Information provided ▸
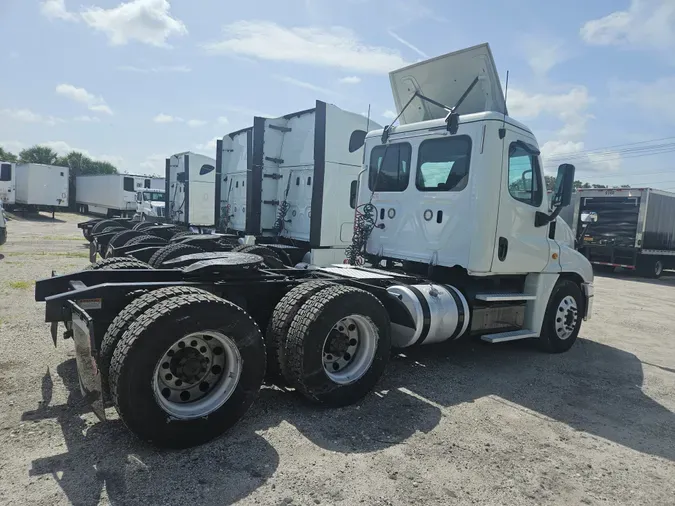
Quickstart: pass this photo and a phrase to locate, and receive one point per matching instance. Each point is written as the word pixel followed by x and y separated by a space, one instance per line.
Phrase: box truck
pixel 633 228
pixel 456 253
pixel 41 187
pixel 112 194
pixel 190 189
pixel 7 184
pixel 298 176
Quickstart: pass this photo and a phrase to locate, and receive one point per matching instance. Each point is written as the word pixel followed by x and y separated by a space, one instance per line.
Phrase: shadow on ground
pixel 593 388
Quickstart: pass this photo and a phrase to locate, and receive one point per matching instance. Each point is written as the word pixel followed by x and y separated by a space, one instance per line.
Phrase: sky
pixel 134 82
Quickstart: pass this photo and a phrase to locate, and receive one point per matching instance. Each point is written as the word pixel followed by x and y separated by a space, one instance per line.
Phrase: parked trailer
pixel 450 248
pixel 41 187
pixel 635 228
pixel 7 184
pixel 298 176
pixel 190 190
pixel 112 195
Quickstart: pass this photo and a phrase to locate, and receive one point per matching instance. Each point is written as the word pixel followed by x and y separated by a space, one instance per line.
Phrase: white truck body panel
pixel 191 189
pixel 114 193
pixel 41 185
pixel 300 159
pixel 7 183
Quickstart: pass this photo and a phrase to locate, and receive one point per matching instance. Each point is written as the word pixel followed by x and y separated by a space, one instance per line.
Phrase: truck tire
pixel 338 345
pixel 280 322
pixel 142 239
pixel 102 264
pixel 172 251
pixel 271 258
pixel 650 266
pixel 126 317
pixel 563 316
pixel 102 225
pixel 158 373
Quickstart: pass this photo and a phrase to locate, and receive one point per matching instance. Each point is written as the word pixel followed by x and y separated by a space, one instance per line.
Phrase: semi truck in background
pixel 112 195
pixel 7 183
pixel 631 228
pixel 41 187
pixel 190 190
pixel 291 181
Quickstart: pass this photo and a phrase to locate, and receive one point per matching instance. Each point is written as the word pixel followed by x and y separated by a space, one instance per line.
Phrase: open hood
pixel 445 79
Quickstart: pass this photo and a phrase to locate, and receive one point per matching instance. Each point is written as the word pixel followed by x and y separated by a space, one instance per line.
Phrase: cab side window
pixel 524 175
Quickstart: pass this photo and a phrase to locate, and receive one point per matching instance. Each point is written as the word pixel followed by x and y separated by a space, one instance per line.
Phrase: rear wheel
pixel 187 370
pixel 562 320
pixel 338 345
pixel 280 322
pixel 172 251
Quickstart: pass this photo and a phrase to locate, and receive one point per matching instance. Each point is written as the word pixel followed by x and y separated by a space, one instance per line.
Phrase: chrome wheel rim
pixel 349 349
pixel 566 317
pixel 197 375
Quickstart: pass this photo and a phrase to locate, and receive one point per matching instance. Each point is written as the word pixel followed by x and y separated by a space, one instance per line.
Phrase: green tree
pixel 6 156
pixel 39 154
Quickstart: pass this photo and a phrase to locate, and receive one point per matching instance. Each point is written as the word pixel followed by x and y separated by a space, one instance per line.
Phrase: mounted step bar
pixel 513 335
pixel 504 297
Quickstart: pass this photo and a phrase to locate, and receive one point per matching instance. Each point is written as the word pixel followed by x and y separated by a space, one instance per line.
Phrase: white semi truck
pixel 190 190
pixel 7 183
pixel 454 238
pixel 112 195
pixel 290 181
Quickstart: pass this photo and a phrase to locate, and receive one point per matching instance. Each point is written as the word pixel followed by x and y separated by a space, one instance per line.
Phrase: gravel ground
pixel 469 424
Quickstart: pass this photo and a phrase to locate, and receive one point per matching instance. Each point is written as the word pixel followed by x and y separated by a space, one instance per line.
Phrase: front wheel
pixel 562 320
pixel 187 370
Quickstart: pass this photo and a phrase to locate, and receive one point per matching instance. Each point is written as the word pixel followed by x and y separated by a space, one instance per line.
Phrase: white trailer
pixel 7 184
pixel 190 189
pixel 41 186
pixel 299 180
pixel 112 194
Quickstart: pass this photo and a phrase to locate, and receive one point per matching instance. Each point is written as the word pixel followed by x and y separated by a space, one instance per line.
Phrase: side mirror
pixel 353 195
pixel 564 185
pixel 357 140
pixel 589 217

Task requirements ▸ Can you lay out every line of the records above as a numbered list, skipping blank lines and leaving out the pictures?

Solution to this task ▸
1. Quickstart: pass this photo and a phrase to locate, and receive one point per matching instance. Each point is written as the word pixel followed by x and y separated by a space, one instance per line.
2. Phrase: box truck
3. pixel 633 228
4. pixel 456 253
5. pixel 41 187
6. pixel 112 194
7. pixel 190 189
8. pixel 7 184
9. pixel 298 176
10. Quickstart: pass this photo and a phrase to locate, and receive one point per matching instance. Each point is written as the word pixel followed by x and y separated by a space, one instance per line.
11. Phrase: shadow on ground
12. pixel 593 388
13. Quickstart: pass this photo and a phrase to locate, and receive one point per matching instance. Each point is written as the word pixel followed by x and y separated by a space, one instance per line.
14. Phrase: sky
15. pixel 134 82
16. Quickstart: pass this photo and a phrase to locate, and receive one point per matching instance. Each point is written as the word pixel followed by x and y separated by a space, one instance per line.
17. Phrase: parked trailer
18. pixel 450 248
19. pixel 41 187
20. pixel 635 228
21. pixel 7 184
22. pixel 298 176
23. pixel 190 190
24. pixel 112 195
25. Quickstart: pass this photo and a phrase to locate, and receive one point per matching instance. Each point is written as the word pixel followed by x and y separated by a space, one instance per line.
26. Phrase: white truck body panel
27. pixel 191 189
28. pixel 114 193
29. pixel 41 185
30. pixel 300 159
31. pixel 7 183
32. Quickstart: pass this photo and a phrase to locate, and receive one point per matching instance. Each point is written as the word pixel followed by x and y separated by a space, one instance per line.
33. Phrase: truck tire
34. pixel 338 345
35. pixel 280 322
36. pixel 142 239
37. pixel 102 264
38. pixel 172 251
39. pixel 271 258
40. pixel 650 266
41. pixel 126 317
42. pixel 563 316
43. pixel 102 225
44. pixel 158 373
45. Quickstart: pass this photo and a phrase to locate, and receive one point per matching instance. Each point is written as the word pixel followed by x and y separated by a space, one instance per line.
46. Phrase: semi truck in background
47. pixel 112 195
48. pixel 7 183
49. pixel 631 228
50. pixel 41 187
51. pixel 190 190
52. pixel 291 181
53. Quickstart: pass this photo and a phrase to locate, and receive one point per matching instance. Each point is written as the word pixel followed by x and y separated by a space, one instance per line.
54. Phrase: open hood
55. pixel 445 79
56. Quickstart: pass this photo and a phrase to locate, and receive one point per matching instance. Each point is written as the word pixel followed by x and y separated by a space, one instance per line.
57. Phrase: cab side window
58. pixel 524 175
59. Quickstart: pass this photo and a phrase to locate, and receive one point per matching instance. Each point is written as the word pixel followed by x and y separated by a space, one instance per line.
60. Phrase: rear wheel
61. pixel 187 370
62. pixel 562 320
63. pixel 338 345
64. pixel 280 322
65. pixel 172 251
66. Quickstart: pass this photo and a phrase to locate, and receive one point per matching instance. Each point is written as the word pixel followed by x and y separated by a space, one instance per line.
67. Phrase: chrome wheel rim
68. pixel 349 349
69. pixel 566 317
70. pixel 197 375
71. Quickstart: pass this photo and a phrase to locate, and receive one point per matching instance. Each point is written as the word pixel followed by x and y separated by a space, one instance per line.
72. Phrase: green tree
73. pixel 6 156
74. pixel 39 154
75. Quickstart: pass this photo and a phrase to locate, and receive one point per matching instance. Each point is written as the word pixel followed by x and y separated by a space, one instance per line.
76. Phrase: mounted step bar
77. pixel 513 335
78. pixel 504 297
79. Quickstart: pass this photo and a phrase to locate, and receive one point per matching instance. Each point is written as the word pixel followed by x and y separated by a space, one instance per line.
80. Phrase: white semi truck
81. pixel 190 190
82. pixel 7 183
83. pixel 454 238
84. pixel 112 195
85. pixel 290 181
86. Quickstart: pass this photo and a phrase to locate, and receive one point per matching instance. Each point is written as the word pixel followed by x and y separated by a space, one instance per line.
87. Phrase: gravel ground
88. pixel 469 424
89. Quickstart: pass this photo and a phrase to locate, and receive one point per matching instance. Each point is written as the word pixel followed by x and y separated by a space, one instance per line.
90. Phrase: front wheel
91. pixel 562 320
92. pixel 187 370
93. Quickstart: pass this photo and a phrase to locate, and receive one point per matching instance. Each point is written as the word pixel followed by x and y separated by a space, one instance per line.
94. Phrase: white trailer
95. pixel 7 184
96. pixel 190 189
97. pixel 41 186
98. pixel 299 180
99. pixel 112 194
100. Quickstart: pass this photo and a phrase to locate, and receive one point per matching instance. Each point is written as the word pixel followed by x and y separated by a space, one instance per line.
101. Phrase: side mirror
102. pixel 353 195
103. pixel 564 185
104. pixel 357 140
105. pixel 589 217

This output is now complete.